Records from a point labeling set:

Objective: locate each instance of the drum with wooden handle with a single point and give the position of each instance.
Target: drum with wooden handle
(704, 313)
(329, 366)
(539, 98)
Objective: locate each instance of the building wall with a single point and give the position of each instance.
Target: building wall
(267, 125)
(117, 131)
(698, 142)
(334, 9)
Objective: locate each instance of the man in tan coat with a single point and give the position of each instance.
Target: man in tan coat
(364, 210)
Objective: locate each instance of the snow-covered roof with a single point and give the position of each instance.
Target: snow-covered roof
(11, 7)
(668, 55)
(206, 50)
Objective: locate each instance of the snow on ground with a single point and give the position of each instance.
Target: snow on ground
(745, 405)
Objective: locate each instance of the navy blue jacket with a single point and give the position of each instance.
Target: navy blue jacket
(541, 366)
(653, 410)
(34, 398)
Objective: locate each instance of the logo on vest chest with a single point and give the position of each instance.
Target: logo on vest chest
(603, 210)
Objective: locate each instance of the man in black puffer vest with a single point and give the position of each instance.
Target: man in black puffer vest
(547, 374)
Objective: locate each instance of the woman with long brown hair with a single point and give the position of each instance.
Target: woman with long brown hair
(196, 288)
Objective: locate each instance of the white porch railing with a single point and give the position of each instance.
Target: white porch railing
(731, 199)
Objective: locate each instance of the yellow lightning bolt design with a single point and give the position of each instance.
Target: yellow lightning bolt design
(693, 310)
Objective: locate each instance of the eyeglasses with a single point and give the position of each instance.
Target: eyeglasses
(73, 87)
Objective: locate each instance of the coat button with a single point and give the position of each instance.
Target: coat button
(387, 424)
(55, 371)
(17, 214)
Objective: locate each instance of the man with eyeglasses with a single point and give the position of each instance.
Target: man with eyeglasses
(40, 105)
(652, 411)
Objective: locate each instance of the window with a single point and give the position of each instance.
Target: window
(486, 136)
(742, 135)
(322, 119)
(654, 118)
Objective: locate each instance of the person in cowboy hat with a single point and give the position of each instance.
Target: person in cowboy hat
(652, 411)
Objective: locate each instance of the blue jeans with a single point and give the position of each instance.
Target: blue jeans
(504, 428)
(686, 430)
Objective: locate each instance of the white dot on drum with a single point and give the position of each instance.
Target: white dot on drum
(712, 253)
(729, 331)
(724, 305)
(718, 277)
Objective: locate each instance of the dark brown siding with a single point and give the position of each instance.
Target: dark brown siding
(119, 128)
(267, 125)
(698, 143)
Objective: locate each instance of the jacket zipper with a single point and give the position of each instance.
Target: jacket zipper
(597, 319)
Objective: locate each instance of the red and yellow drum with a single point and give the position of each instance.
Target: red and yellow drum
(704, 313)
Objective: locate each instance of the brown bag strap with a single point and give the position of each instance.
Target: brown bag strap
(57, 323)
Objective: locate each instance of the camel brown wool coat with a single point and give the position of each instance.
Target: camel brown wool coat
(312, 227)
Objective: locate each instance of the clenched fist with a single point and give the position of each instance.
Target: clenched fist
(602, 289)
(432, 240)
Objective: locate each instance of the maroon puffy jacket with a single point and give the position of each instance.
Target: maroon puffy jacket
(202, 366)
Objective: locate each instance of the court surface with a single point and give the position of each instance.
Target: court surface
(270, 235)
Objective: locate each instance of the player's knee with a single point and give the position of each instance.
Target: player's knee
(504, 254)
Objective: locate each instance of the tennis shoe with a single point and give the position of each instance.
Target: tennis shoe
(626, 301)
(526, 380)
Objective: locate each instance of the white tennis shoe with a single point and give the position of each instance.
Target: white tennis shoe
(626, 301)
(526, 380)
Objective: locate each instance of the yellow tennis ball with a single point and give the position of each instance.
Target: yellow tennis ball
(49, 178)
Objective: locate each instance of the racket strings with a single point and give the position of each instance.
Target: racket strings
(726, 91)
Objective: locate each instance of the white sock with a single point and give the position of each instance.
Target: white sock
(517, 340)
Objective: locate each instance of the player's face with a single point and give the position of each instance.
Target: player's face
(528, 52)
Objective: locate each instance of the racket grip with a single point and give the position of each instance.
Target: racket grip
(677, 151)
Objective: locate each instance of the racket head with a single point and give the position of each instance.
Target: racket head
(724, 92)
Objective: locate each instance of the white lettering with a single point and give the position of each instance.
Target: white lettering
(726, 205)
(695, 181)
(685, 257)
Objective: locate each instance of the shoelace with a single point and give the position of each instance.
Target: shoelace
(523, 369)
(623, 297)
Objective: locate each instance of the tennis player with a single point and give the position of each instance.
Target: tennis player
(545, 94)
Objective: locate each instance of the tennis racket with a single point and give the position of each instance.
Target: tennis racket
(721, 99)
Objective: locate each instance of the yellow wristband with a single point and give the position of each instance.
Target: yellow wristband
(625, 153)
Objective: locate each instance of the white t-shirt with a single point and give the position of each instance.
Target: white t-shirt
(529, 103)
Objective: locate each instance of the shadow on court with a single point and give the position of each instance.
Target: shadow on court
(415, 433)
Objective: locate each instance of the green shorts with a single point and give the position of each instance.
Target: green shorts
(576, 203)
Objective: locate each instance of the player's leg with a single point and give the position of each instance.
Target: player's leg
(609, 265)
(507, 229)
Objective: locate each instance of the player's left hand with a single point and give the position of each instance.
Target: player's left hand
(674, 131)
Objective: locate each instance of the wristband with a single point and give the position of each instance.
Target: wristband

Goal of the exercise:
Transcribe every entry word for word.

Output below:
Objective: locate each instance of the drum with wooden handle with a single point and give the position of each instance.
Target: drum with wooden handle
(704, 313)
(329, 366)
(539, 98)
Objective: locate each instance of the building wall with a single point and give the position of each instance.
Target: building wall
(267, 125)
(117, 131)
(698, 142)
(334, 9)
Objective: locate each instance of the man in tan coat with a single point and give the position of each instance.
Target: man in tan coat
(364, 210)
Objective: locate each instance of the snow-covered roof with a single point and give the position of each instance.
Target: snow-covered roof
(11, 7)
(668, 55)
(206, 50)
Objective: locate each instance of the snow on ground with a single point and give the position of each instance.
Target: snow on ground
(745, 405)
Objective: locate each instance of the navy blue jacket with a single point and give the position of each instance.
Target: navy blue jacket
(541, 366)
(653, 410)
(34, 398)
Objective: locate each instance of the logo on vest chest with a single point and give the position of each instance.
Target: logo on vest chest
(603, 210)
Objective: locate each instance of the man in black puffer vest with a single point and give the position of each instance.
Target: man in black puffer vest
(547, 374)
Objective: locate each instance of the woman with long brown hair with a single point and give the position of each instance.
Target: woman with long brown hair
(196, 288)
Objective: locate each instance of the white porch railing with a single point and give the position of each instance.
Target: white porch railing
(731, 199)
Objective: locate each instance of the yellow lightning bolt design with a single point and give the position of each instance.
Target: yellow lightning bolt design
(693, 310)
Objective: locate each instance of the eyeglasses with a single point and give the position of each instance.
Target: eyeglasses
(73, 87)
Objective: locate each instance of the coat button with a single point and give the position of each instance.
Target: coat button
(387, 424)
(55, 371)
(17, 214)
Objective: locate each instance of the man with eyeglasses with a single point and give the position of each instance.
Target: man with eyeglasses
(40, 105)
(652, 411)
Objective: locate each instance of the window with a single point and give the position of each instance.
Target: window
(486, 136)
(742, 135)
(322, 119)
(654, 118)
Objective: locate each instance of the person in cowboy hat with a single point and give the position of each instance.
Target: person in cowboy hat
(652, 411)
Objective: locate each instance of the blue jeans with a single point and give the position of each instance.
Target: blue jeans
(504, 428)
(686, 430)
Objective: locate each instance of the white dot on drum with a single point and give the position of each instance.
Target: white dot on drum
(712, 253)
(729, 331)
(724, 305)
(718, 277)
Objective: locate each instance of the dark brown siding with a single point and give the position of each instance.
Target: dark brown siding
(119, 128)
(267, 125)
(698, 143)
Objective: locate each instance of the jacket zipper with a single point and give the position of each instance.
Target: jacket zipper
(597, 319)
Objective: locate each instance of the red and yellow drum with a single point and give the position of each instance.
Target: red and yellow drum
(704, 313)
Objective: locate each instance of the brown bag strap with a single point and give the position of each instance.
Target: brown bag strap
(57, 323)
Objective: locate each instance of the camel brown wool coat with a single point and give the position of each instance.
Target: camel brown wool coat
(312, 227)
Objective: locate each instance of the clenched fist with a single point and give the position of each instance.
Target: clenched fist
(602, 289)
(432, 240)
Objective: locate each instance of the maroon puffy jacket with a single point and give the position of each instance.
Target: maroon puffy jacket
(202, 366)
Objective: locate each instance of the court surface with a single point and give the position of each instance.
Target: court surface
(270, 235)
Objective: locate each instance of the player's knee with a single point and give the position of each instance.
Target: player's knee
(504, 254)
Objective: locate each instance of the tennis shoe with a single point and give the position of each instance.
Target: tennis shoe
(626, 301)
(526, 380)
Objective: locate each instance of the white tennis shoe with a single point and give the position of each instance.
Target: white tennis shoe
(626, 301)
(526, 380)
Objective: locate each instance of the yellow tennis ball with a single point and give the position of each instance.
Target: yellow tennis ball
(49, 178)
Objective: locate each instance of the racket strings with a single point and give the position of each instance.
Target: racket strings
(726, 91)
Objective: locate each instance of the white sock with a single point and give the position of each instance.
Target: white sock
(517, 340)
Objective: locate each instance of the player's face with a single point and give the position of each instance.
Target: player's face
(528, 52)
Objective: locate each instance of the racket grip with a single point and give the position of each instance.
Target: racket grip
(677, 151)
Objective: locate each instance of the racket head with a single point and give the position of each instance.
Target: racket head
(724, 92)
Objective: locate each instance of the white lettering with a single point and give the position of each instance.
Target: white lettering
(726, 205)
(695, 181)
(685, 257)
Objective: locate each instance of the shoelace with a single point and give the position of each instance.
Target: shoelace
(523, 369)
(623, 297)
Objective: locate each instance of the tennis player with a single point and give the position of each instance.
Target: tennis player
(545, 94)
Objective: locate each instance of the tennis racket with a single point and give the position of each instance.
Target: tennis racket
(721, 99)
Objective: locate each instance of the yellow wristband with a single point and give the position of each instance.
Target: yellow wristband
(625, 153)
Objective: locate each instance of the white t-shirt with a single point and give the position of each instance.
Target: white t-shirt
(529, 103)
Objective: locate each instance of the shadow on court with a single point and give the position of each instance.
Target: shadow on court
(415, 433)
Objective: locate each instance of the green shorts with a single point and give the position of each instance.
Target: green shorts
(576, 203)
Objective: locate each instance of the player's leg with a single point and give the position of each instance.
Target: player's leg
(609, 265)
(507, 229)
Objective: locate each instance of the player's left hand with a single point and give the position of each instance.
Target: player's left hand
(674, 131)
Objective: locate each instance of the wristband with a single point and give the position of each instance.
Target: wristband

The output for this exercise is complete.